Great, now do multiple versions of typescript. and jest. and ts-jest. And while you are at it, how would you change over from using a legacy test system, such as sinon, to jest? With microservices it is easy, newly generated services use jest, old ones can update when they want to.

Could you engineer a code base so different folders use different testing frameworks and different versions of different testing frameworks? Sure. At the cost of added complexity.

> I don't see what this story has to do with microservices. That kind of velocity can easily be achieved with a single codebase too.

For how long? Until it gets to what size?

I've spent my life working on large code bases, the velocity always falls off, typically it is best in the first 6 months, steady state for another year or 2, and then undergoes a steady decline for another 2 or 3 years after that until it levels off at "well, it's legacy what you do expect?"

> A monolithic application can run in different modes. For example of if you run `./my-app -api` then it'll start an API server. If you run `./may-app -queue` then it'll run the message queue processor. And so on.

So generating multiple executables from one repo? That is a monorepo, if you have a bunch of processes that communicate with each other through some channel, be it pipes or sockets or whatever, then I'm going to argue you have microservices. They may be running on one machine, but again, you have multiple processing talking to each other.

Now I'll also argue that such code bases are more likely to have strong coupling between components. It doesn't have to be that way, but it becomes harder to resist (or to just stop junior devs from inadvertently doing).

> The whole public/private networking thing is an infrastructure decision. Your monolithic application could easily have internal endpoints that are only exposed when certain flags are set.
= = =
Work to do:
(a) Which software tools does the first paragraph of the thread name? List every one.
(b) From the thread, quote the part that opens with the words containing "For how long?" and closes with "processor. And so on.".
(c) In the thread, when does velocity on a large code base typically peak?

Excerpted records:
= = =
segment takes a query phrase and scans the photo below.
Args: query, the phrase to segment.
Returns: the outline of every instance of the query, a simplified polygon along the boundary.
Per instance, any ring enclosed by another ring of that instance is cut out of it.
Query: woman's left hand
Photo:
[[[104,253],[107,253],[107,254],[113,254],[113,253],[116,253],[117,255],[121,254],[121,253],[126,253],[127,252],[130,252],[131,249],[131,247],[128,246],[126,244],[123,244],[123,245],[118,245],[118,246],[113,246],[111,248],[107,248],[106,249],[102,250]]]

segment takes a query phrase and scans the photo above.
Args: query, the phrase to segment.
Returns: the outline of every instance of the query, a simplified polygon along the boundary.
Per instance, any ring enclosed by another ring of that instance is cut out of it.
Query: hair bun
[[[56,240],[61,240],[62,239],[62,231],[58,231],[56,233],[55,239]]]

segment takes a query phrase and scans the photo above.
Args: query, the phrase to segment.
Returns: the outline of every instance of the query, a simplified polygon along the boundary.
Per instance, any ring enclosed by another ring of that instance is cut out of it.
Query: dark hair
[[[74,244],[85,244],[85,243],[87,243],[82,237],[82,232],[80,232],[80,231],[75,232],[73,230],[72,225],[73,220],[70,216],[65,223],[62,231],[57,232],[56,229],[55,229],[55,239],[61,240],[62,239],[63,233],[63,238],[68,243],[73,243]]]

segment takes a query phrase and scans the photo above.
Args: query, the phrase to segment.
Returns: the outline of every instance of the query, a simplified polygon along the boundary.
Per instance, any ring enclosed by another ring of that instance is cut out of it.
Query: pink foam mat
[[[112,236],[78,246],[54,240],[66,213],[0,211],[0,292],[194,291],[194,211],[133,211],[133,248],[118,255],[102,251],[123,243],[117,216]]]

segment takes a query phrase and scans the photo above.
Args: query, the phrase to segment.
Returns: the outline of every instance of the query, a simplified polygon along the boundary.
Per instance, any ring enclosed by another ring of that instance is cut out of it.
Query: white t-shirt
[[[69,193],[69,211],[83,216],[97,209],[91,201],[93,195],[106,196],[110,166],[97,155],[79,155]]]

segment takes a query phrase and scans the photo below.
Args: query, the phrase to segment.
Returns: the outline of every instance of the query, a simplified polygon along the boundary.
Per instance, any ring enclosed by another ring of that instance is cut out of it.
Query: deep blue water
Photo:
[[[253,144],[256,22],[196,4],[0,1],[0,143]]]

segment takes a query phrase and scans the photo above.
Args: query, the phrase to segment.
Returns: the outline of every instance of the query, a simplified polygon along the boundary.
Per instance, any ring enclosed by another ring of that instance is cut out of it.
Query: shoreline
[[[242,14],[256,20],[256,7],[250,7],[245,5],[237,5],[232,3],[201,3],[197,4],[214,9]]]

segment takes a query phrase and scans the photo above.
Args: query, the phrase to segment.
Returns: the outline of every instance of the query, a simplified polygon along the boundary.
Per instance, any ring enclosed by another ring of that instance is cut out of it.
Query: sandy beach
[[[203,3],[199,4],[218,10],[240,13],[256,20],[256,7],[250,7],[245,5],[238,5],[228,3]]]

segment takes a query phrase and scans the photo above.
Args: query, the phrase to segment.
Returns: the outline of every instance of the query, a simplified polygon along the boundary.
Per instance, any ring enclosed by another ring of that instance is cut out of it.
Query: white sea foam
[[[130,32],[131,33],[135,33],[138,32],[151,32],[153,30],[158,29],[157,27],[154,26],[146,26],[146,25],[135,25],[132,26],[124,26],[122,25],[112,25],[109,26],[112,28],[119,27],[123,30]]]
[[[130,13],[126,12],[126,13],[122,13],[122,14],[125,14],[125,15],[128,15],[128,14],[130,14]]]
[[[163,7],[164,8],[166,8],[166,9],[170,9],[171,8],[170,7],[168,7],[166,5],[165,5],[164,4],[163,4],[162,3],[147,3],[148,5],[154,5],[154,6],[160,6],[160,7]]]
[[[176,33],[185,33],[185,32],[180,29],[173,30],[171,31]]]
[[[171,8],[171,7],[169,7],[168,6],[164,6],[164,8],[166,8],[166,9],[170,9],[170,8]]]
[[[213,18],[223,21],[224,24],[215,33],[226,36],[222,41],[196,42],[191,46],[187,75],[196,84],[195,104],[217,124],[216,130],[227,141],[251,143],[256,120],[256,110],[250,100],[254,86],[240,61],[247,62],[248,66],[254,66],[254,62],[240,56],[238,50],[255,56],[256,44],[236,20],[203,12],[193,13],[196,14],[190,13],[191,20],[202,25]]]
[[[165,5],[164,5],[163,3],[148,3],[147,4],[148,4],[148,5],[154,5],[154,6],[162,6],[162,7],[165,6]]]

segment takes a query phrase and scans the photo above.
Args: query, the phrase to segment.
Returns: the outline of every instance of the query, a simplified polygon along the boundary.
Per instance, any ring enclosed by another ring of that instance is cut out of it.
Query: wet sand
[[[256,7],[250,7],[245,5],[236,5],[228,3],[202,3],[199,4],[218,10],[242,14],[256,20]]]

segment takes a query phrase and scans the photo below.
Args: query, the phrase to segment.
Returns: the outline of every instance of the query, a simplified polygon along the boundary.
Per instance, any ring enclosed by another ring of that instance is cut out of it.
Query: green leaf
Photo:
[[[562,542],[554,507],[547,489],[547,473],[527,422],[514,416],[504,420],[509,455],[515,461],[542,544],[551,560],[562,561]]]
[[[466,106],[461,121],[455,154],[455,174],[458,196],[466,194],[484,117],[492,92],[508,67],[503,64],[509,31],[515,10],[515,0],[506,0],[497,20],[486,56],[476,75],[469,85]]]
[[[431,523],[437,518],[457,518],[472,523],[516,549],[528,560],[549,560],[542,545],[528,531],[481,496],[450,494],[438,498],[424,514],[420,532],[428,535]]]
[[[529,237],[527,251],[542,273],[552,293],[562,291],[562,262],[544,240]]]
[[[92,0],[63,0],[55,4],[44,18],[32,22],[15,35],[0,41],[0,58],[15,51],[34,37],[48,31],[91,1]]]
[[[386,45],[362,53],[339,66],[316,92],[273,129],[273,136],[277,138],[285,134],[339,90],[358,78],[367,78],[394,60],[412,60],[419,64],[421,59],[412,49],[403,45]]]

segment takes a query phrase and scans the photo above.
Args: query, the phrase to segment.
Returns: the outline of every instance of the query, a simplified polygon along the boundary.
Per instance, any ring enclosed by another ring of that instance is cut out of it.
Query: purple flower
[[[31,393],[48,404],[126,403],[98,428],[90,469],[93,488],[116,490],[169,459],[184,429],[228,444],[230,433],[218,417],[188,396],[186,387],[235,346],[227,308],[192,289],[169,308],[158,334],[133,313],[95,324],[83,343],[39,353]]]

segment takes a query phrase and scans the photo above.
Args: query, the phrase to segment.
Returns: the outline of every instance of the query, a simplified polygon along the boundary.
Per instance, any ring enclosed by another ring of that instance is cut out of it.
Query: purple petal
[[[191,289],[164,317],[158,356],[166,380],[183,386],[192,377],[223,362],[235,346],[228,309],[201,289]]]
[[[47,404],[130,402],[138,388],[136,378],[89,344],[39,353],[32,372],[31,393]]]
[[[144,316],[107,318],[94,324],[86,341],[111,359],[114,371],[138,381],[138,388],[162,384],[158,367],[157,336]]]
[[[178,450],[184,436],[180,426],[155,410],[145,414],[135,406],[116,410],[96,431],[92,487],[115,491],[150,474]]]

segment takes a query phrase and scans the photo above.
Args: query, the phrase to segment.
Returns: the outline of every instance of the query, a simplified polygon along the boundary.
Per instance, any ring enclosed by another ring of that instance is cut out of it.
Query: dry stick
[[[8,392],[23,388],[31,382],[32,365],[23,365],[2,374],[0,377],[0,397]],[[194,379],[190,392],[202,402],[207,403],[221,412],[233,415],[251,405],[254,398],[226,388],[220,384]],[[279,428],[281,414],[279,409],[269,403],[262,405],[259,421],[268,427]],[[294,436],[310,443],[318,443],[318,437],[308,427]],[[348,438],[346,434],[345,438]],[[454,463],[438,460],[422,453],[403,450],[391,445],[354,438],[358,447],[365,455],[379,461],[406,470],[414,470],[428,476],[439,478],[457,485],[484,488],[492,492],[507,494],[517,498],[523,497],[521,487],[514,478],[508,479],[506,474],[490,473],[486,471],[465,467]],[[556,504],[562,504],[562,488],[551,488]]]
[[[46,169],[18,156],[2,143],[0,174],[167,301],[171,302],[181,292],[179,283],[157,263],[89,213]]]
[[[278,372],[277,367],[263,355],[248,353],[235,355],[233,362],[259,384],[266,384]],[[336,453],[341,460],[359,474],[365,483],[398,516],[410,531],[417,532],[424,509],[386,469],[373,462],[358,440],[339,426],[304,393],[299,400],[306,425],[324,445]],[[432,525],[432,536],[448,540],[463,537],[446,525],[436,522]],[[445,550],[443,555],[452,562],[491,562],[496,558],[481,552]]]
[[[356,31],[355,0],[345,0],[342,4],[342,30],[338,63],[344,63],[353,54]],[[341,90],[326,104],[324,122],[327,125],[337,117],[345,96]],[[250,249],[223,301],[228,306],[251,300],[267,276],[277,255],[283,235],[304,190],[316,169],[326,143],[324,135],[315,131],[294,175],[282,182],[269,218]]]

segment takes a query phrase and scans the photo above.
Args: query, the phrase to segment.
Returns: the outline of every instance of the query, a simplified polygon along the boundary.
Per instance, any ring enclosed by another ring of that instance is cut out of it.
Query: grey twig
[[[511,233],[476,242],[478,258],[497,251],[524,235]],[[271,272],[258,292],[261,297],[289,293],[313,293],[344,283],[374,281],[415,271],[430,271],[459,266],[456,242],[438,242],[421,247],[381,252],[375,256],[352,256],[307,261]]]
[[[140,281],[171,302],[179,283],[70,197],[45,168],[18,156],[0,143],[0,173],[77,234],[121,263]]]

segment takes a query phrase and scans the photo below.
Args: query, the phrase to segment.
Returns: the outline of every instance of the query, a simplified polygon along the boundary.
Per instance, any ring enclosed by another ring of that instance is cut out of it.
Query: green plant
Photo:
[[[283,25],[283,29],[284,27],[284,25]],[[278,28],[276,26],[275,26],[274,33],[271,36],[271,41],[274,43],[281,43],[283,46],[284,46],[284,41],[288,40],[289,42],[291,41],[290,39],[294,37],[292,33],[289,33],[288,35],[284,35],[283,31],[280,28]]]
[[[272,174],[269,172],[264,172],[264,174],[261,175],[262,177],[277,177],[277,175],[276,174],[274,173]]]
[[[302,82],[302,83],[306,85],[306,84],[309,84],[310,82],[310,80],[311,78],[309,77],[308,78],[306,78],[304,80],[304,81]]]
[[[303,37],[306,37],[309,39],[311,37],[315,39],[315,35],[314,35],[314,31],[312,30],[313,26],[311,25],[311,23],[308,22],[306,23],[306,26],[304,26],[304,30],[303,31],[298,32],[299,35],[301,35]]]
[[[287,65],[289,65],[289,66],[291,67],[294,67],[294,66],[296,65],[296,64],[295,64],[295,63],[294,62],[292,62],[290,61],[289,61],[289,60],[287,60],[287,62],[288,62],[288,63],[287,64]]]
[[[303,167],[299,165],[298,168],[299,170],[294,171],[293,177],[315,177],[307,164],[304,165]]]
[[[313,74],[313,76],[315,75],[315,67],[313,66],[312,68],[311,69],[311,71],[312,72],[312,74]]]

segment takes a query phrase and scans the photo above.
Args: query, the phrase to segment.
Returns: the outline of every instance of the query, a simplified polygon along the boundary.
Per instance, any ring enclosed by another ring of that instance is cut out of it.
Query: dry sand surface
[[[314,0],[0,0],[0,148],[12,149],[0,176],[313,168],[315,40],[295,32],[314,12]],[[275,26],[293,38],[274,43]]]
= = =
Answers below:
(a) typescript, jest, ts-jest, sinon

(b)
For how long? Until it gets to what size?

I've spent my life working on large code bases, the velocity always falls off, typically it is best in the first 6 months, steady state for another year or 2, and then undergoes a steady decline for another 2 or 3 years after that until it levels off at "well, it's legacy what you do expect?"

> A monolithic application can run in different modes. For example of if you run `./my-app -api` then it'll start an API server. If you run `./may-app -queue` then it'll run the message queue processor. And so on.

(c) In the first 6 months.